◆ **Given request**:
Render each line of the records below as a JSON list of strings, one string per line, skipping any blank lines.

Segmentation labeling items
★ ★ ★ ★
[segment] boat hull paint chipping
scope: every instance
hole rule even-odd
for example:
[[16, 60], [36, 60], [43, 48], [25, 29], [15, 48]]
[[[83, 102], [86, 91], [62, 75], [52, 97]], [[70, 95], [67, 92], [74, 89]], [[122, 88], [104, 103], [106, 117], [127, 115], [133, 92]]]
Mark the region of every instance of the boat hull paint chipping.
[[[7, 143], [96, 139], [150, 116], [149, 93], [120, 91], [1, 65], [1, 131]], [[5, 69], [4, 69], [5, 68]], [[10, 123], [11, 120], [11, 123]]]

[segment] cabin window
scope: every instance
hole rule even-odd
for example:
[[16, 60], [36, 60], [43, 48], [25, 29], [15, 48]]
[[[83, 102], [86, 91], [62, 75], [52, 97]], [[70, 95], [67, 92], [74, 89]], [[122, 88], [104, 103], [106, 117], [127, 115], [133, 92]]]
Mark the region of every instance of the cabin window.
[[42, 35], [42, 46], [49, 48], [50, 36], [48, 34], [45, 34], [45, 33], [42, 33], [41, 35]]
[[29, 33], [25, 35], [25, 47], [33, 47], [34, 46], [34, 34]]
★ ★ ★ ★
◆ **Response to the task**:
[
  "[segment] boat hull paint chipping",
  "scope: every instance",
  "hole rule even-odd",
  "for example:",
  "[[16, 60], [36, 60], [43, 48], [25, 29], [15, 48]]",
  "[[[83, 102], [86, 91], [62, 75], [52, 97]], [[70, 95], [67, 92], [74, 89]], [[122, 88], [104, 103], [106, 117], [127, 115], [133, 92]]]",
  "Mark the region of every instance of the boat hull paint chipping.",
  "[[[7, 143], [96, 139], [150, 116], [149, 93], [120, 91], [1, 65], [1, 131]], [[5, 69], [4, 69], [5, 68]], [[10, 123], [11, 120], [11, 123]]]",
  "[segment] cabin window",
  "scope: every instance",
  "hole rule even-odd",
  "for example:",
  "[[16, 60], [36, 60], [43, 48], [25, 29], [15, 48]]",
  "[[[83, 102], [86, 91], [62, 75], [52, 97]], [[70, 95], [67, 92], [74, 89]], [[122, 88], [104, 103], [106, 117], [127, 115], [133, 92]]]",
  "Mark the region of every instance of the cabin window.",
  "[[42, 35], [42, 46], [49, 48], [50, 36], [48, 34], [45, 34], [45, 33], [42, 33], [41, 35]]",
  "[[29, 33], [25, 35], [25, 47], [33, 47], [34, 46], [34, 34]]"
]